→ **What is required**:
Find the line containing "Point to the blue and red light bar." in the material below; copy that line and all following lines exactly.

→ **Stored records**:
# # # #

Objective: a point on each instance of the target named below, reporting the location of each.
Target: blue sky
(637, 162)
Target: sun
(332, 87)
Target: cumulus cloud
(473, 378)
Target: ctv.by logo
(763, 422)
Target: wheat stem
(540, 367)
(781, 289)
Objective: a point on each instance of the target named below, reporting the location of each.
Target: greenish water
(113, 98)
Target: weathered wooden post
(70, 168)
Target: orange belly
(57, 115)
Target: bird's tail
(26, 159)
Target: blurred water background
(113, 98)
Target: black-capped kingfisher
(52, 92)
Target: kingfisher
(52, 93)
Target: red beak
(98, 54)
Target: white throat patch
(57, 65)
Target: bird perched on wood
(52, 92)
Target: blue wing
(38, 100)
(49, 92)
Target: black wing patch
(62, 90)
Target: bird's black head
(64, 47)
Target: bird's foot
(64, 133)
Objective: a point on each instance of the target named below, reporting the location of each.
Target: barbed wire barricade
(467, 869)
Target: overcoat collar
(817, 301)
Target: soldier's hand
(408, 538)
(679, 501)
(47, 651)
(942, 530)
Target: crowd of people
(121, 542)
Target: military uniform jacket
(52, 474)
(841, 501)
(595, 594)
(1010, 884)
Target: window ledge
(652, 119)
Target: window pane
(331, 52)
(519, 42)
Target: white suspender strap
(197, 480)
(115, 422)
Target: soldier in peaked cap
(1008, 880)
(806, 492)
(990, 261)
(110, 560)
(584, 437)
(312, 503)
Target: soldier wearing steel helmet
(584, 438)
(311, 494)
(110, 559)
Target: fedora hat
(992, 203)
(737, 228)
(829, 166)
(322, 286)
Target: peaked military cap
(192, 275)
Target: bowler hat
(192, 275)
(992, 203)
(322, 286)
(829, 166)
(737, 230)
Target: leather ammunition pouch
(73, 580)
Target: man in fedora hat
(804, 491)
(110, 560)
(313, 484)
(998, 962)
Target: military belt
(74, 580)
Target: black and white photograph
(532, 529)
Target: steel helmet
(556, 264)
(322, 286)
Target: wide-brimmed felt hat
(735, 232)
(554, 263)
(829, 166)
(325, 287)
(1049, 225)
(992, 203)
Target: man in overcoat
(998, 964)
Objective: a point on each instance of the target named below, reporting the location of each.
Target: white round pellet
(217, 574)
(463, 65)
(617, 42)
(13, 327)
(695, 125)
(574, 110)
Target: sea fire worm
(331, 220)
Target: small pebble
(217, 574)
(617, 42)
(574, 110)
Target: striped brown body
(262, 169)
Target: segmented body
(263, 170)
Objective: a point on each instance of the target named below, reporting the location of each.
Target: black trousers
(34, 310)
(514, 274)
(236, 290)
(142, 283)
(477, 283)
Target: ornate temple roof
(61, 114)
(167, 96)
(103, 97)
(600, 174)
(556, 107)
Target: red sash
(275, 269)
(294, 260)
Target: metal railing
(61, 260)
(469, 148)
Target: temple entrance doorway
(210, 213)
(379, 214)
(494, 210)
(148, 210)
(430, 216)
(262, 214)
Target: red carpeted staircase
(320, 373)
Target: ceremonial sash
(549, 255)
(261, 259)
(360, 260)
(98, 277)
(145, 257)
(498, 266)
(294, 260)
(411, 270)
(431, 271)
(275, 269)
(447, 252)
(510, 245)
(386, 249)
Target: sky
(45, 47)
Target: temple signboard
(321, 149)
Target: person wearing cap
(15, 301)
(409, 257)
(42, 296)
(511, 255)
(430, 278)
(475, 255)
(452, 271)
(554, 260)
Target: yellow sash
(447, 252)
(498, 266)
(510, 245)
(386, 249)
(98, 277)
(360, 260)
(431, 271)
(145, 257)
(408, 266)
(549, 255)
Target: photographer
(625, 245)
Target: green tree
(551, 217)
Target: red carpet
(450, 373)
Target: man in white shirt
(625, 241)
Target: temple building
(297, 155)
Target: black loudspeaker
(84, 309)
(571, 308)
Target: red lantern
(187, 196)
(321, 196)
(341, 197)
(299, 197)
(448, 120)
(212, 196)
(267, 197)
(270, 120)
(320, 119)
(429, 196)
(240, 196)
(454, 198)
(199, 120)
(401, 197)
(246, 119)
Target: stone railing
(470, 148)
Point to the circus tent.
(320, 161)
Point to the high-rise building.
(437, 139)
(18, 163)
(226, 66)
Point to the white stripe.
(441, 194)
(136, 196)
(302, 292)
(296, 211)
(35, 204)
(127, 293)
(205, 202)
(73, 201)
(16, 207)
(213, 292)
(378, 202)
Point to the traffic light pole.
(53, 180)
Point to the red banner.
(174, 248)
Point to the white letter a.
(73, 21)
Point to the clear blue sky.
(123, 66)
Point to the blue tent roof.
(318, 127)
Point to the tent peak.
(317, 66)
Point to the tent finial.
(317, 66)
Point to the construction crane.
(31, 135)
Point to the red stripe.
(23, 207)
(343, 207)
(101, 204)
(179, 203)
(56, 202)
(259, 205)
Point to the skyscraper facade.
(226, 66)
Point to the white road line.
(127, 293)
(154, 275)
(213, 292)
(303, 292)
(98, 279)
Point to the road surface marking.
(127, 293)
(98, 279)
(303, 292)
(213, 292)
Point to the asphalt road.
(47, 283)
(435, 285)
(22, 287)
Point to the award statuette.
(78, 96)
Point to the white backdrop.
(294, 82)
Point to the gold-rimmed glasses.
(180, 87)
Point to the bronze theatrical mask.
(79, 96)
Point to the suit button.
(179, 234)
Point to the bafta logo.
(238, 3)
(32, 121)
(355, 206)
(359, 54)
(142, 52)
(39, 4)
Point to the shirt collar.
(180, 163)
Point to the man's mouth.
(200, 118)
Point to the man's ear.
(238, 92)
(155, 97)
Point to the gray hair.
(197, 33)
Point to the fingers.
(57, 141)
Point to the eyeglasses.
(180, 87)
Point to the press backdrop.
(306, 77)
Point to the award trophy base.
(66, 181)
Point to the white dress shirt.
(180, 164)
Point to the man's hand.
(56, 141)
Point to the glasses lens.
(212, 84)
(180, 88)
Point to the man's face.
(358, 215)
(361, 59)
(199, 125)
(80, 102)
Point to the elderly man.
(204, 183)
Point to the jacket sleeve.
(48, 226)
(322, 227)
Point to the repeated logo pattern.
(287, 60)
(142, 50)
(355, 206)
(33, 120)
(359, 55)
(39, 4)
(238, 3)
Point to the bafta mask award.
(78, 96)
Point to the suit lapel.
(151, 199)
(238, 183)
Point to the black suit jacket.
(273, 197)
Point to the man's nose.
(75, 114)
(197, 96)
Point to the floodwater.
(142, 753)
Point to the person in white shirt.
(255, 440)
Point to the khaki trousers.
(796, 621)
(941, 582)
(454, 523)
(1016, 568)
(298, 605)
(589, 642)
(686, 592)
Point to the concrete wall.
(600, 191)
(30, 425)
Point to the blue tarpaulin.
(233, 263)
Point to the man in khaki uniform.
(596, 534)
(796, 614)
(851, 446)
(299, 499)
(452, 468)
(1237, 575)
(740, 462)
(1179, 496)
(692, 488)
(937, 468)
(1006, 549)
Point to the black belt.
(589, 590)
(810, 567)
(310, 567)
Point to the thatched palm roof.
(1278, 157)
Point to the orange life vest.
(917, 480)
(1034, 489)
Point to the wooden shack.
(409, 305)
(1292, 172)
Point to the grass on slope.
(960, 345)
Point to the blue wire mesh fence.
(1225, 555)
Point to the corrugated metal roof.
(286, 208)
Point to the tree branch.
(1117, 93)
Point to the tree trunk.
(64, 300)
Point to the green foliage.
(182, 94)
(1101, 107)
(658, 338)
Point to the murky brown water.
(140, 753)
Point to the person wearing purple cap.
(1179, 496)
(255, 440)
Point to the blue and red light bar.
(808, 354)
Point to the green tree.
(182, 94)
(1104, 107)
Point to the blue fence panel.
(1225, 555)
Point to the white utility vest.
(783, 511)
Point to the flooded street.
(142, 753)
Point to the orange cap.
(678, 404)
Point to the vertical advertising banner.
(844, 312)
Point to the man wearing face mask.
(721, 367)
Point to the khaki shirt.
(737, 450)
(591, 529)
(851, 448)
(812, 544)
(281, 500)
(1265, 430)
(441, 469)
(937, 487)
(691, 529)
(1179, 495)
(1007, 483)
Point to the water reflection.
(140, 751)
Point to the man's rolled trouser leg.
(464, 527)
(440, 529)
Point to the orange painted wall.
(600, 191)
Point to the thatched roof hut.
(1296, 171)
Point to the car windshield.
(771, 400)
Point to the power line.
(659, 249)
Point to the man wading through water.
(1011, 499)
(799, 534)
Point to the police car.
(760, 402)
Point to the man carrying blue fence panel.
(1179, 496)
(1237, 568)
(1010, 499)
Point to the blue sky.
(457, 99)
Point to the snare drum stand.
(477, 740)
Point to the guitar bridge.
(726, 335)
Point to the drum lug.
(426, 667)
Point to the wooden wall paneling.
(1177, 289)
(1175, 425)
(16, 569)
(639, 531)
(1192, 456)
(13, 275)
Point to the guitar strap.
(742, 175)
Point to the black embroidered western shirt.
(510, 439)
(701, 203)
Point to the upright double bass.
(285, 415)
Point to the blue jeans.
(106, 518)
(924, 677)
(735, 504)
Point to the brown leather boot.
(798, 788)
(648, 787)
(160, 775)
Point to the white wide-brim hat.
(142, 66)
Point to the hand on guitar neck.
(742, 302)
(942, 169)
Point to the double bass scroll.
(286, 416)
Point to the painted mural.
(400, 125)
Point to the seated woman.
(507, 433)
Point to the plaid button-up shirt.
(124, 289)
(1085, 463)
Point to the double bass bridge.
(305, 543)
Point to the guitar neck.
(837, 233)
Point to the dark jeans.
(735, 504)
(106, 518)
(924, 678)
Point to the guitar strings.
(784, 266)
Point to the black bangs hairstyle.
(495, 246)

# # # #

→ **Task result**:
Point to the blue and red light bar.
(808, 354)
Point to the green tree.
(182, 94)
(1104, 107)
Point to the blue fence panel.
(1225, 555)
Point to the white utility vest.
(783, 511)
Point to the flooded street.
(142, 753)
Point to the orange cap.
(678, 404)
Point to the vertical advertising banner.
(844, 312)
Point to the man wearing face mask.
(721, 367)
Point to the khaki shirt.
(737, 450)
(591, 529)
(851, 448)
(812, 544)
(281, 500)
(1265, 430)
(441, 469)
(937, 487)
(691, 529)
(1179, 495)
(1007, 483)
Point to the water reflection.
(140, 751)
Point to the man's rolled trouser leg.
(464, 527)
(440, 529)
Point to the orange painted wall.
(600, 191)
Point to the thatched roof hut.
(1296, 171)
Point to the car windshield.
(771, 400)
Point to the power line.
(659, 249)
Point to the man wading through water.
(1011, 499)
(799, 534)
Point to the police car.
(760, 402)
Point to the man carrying blue fence panel.
(1179, 496)
(1237, 568)
(1010, 499)
Point to the blue sky.
(457, 99)
Point to the snare drum stand.
(477, 740)
Point to the guitar bridge.
(726, 335)
Point to the drum lug.
(426, 667)
Point to the wooden wall paneling.
(1177, 289)
(1175, 425)
(16, 569)
(639, 531)
(1192, 456)
(13, 275)
Point to the guitar strap.
(742, 175)
Point to the black embroidered western shirt.
(510, 439)
(701, 203)
Point to the upright double bass.
(285, 415)
Point to the blue jeans.
(106, 518)
(924, 677)
(735, 504)
Point to the brown leather boot.
(798, 788)
(648, 787)
(160, 775)
Point to the white wide-brim hat.
(142, 66)
Point to the hand on guitar neck.
(742, 302)
(942, 169)
Point to the double bass scroll.
(286, 416)
Point to the painted mural.
(400, 125)
Point to the seated woman.
(507, 433)
Point to the plaid button-up shirt.
(124, 289)
(1085, 463)
Point to the double bass bridge.
(305, 543)
Point to the guitar neck.
(837, 233)
Point to the dark jeans.
(735, 504)
(106, 518)
(924, 678)
Point to the guitar strings.
(784, 266)
Point to the black bangs hairstyle.
(495, 246)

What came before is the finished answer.